**About this exercise:** Output, exactly as written, the lines of the data below from the one containing "An instance is" to the end.

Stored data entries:
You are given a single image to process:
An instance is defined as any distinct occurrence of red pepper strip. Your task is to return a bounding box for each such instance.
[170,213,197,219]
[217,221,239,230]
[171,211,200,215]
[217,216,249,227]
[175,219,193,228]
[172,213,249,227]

**Output of the exercise:**
An instance is defined as any distinct occurrence of red pepper strip. Your task is to return a bounding box for each such instance.
[170,213,197,219]
[217,221,239,230]
[171,211,200,215]
[217,216,249,227]
[175,219,193,228]
[172,213,249,227]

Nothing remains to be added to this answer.